In a supportive trial (n = 86), levetiracetam 2000 mg/day significantly increased responder rates and appeared to reduce seizure frequency and increase the number of seizure-free patients compared with placebo. Increasing the dosage from 2000 to 4000 mg/day does not appear to provide any additional benefit in terms of responder rates based on data from the nonblind phase of this trial.
Seizure severity was not assessed in most trials. However, the severity of seizures was generally unchanged after 16 weeks’ treatment with levetiracetam 500 to 2000 mg/day in a small (n = 9 to 17 at the different dosage levels) early pilot trial in patients predominantly with refractory partial seizures with or without secondary generalisation. Similarly, quality of life was only assessed in 1 trial in which significant improvements from baseline were observed with levetiracetam 1000 and/or 3000 mg/day in seizure worry and overall quality of life on the 7-item QOLIE-31 questionnaire. A significantly greater improvement was observed for most parameters in levetiracetam responders compared with nonresponders.

— SUPPLIED MATERIAL —
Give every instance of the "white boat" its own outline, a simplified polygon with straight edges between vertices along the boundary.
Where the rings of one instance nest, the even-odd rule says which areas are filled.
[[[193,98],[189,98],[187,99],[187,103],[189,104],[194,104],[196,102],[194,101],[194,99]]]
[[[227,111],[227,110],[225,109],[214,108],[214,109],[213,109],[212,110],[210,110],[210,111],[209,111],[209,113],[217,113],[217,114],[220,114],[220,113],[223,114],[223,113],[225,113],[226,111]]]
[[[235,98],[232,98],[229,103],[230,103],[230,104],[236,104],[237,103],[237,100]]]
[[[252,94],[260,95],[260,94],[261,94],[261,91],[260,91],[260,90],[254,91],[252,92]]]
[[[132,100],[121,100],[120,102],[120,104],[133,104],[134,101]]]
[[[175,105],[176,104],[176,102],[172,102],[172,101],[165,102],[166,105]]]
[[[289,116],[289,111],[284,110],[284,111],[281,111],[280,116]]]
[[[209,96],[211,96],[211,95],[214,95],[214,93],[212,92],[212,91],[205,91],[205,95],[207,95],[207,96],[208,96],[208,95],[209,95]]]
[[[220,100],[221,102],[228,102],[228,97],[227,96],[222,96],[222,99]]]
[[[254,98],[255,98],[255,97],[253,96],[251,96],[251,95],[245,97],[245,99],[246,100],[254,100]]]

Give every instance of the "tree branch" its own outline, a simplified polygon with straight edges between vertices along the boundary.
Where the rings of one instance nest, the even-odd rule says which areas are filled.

— TASK 1 —
According to the levetiracetam passage, what dosage increase did not appear to provide any additional benefit in responder rates?
— TASK 2 —
Print the levetiracetam passage from "In a supportive" to "of this trial.".

— WRITTEN ANSWER 1 —
Increasing the dosage from 2000 to 4000 mg/day.

— WRITTEN ANSWER 2 —
In a supportive trial (n = 86), levetiracetam 2000 mg/day significantly increased responder rates and appeared to reduce seizure frequency and increase the number of seizure-free patients compared with placebo. Increasing the dosage from 2000 to 4000 mg/day does not appear to provide any additional benefit in terms of responder rates based on data from the nonblind phase of this trial.